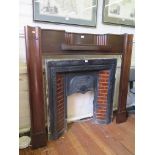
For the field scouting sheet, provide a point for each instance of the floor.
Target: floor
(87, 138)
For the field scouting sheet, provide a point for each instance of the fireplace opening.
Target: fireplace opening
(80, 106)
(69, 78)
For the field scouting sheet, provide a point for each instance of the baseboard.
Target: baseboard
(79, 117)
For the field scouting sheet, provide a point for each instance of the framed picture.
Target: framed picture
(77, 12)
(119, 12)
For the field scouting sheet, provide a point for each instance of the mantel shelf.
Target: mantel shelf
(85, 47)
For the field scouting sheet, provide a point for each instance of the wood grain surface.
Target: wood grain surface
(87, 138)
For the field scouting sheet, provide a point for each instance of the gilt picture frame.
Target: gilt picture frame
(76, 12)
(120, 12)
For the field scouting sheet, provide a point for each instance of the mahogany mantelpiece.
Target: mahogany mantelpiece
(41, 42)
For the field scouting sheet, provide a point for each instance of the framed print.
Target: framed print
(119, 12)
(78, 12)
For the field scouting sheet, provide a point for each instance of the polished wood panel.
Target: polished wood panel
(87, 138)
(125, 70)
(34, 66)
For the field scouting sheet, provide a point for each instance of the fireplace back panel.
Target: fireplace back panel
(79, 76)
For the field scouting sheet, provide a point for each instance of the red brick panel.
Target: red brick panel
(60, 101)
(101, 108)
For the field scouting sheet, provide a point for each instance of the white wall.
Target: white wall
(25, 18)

...

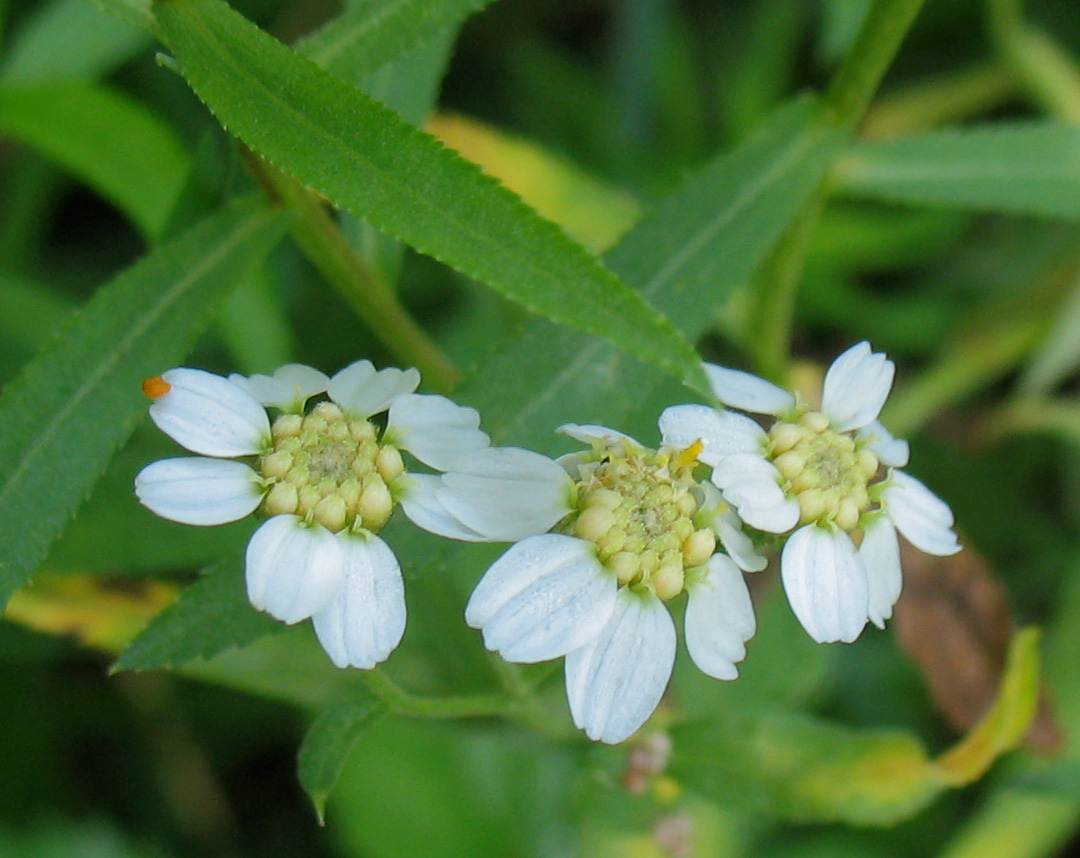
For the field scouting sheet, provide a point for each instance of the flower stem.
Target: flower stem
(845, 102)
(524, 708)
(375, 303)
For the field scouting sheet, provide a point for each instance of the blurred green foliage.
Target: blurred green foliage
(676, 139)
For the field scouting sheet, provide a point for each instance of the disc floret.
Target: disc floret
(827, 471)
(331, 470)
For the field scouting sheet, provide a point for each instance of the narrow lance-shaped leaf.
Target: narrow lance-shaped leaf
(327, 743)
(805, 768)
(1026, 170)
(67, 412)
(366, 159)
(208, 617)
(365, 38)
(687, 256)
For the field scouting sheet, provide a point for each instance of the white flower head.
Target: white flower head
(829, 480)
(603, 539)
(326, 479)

INSTRUCTIONS FOR THE TASK ▸ Count the lines in the rows above that include the string "panel". Give only the number.

FINISHED ANSWER ▸ 6